>>>
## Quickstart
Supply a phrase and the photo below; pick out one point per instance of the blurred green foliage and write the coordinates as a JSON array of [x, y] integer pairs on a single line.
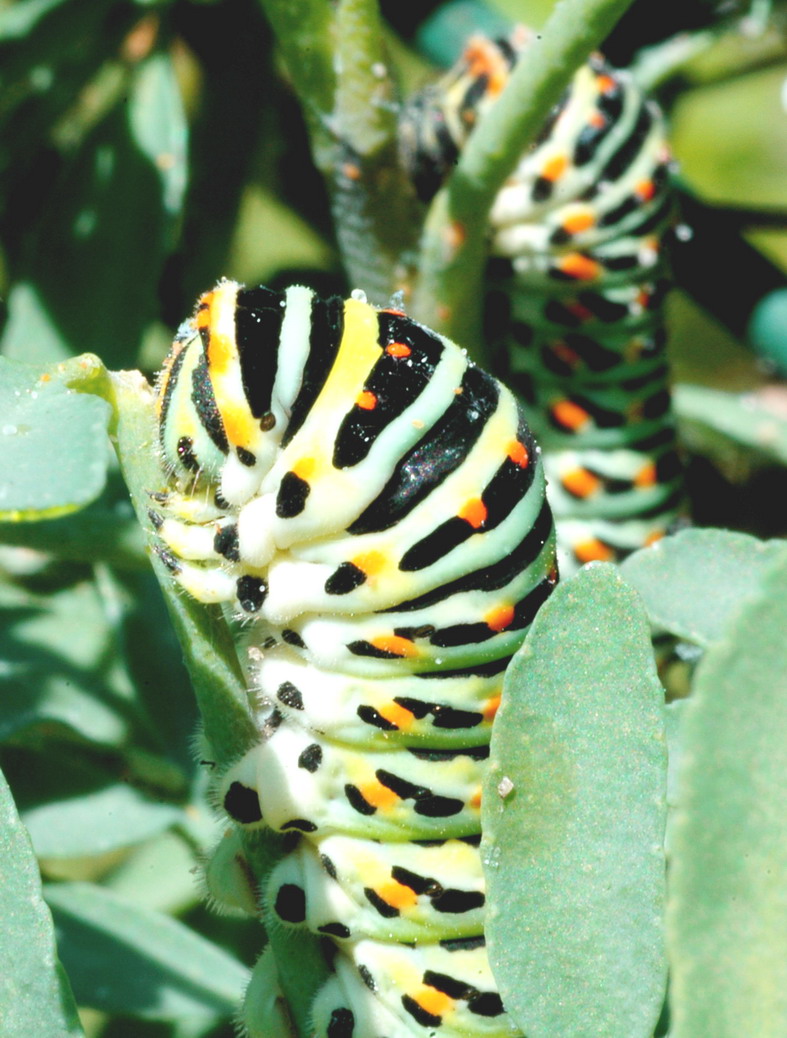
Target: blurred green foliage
<<<
>>>
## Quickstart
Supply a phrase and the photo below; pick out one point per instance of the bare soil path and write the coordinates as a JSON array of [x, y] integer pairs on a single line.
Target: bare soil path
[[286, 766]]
<<<
--- Objective ---
Pull out every line in the records above that contains the word "foliage".

--- Problem solution ---
Supply a phrase and the photo below; pick out one point per instance of the blurred green foliage and write the coordinates as a JSON array of [x, y] integer pairs on a single line.
Target: blurred green foliage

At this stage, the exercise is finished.